___ DATASET RECORDS ___

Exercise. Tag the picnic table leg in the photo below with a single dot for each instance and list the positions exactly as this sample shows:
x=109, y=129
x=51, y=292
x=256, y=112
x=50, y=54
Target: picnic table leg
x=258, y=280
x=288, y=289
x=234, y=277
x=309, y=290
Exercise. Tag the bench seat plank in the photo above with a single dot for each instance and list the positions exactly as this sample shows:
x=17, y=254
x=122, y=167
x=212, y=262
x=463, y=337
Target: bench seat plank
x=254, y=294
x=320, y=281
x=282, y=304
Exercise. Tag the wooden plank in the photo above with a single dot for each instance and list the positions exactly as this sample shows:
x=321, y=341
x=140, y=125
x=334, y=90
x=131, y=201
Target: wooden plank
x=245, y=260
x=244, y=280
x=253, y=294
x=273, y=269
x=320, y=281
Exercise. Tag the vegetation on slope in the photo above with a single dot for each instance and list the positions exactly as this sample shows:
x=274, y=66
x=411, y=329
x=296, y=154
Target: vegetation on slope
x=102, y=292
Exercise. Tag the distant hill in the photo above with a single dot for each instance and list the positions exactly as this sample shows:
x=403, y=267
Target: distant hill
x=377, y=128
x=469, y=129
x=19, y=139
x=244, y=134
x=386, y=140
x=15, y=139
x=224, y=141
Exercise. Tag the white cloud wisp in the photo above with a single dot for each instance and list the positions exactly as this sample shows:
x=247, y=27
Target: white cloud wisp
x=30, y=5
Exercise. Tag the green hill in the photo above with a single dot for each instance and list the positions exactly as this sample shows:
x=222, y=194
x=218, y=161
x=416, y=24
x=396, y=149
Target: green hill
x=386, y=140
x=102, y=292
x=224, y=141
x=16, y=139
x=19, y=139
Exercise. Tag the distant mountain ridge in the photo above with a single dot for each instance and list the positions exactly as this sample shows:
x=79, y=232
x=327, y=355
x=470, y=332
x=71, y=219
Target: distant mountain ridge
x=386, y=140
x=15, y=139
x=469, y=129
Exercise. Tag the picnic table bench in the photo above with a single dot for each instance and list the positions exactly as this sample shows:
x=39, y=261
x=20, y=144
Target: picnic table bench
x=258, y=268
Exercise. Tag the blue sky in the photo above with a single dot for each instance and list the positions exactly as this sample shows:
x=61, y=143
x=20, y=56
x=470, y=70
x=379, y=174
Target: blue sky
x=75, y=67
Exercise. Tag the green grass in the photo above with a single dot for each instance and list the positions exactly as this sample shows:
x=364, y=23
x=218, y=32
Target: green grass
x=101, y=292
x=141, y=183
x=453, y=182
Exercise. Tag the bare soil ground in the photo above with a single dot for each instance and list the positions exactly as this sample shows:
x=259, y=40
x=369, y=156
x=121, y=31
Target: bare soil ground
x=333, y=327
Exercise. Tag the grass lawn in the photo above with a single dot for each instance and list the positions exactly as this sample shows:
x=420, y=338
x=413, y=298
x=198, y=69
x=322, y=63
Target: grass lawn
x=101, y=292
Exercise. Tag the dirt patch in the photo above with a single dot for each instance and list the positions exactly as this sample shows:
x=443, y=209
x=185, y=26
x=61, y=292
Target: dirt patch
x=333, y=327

___

Convert the portion of the records above, from the opening line through the line containing "x=309, y=290", into a Markdown table with the columns Row and Line. Number each line in Row, and leave out any blank lines.

RESPONSE TO THIS TASK >>
| Row | Line |
|---|---|
| 1 | Exercise. Tag the picnic table leg in the photo below with a single dot for each instance and list the positions exactly as this sample shows: |
| 2 | x=109, y=129 |
| 3 | x=51, y=292 |
| 4 | x=256, y=112 |
| 5 | x=50, y=54 |
| 6 | Target: picnic table leg |
| 7 | x=258, y=280 |
| 8 | x=288, y=289 |
| 9 | x=234, y=277 |
| 10 | x=309, y=290 |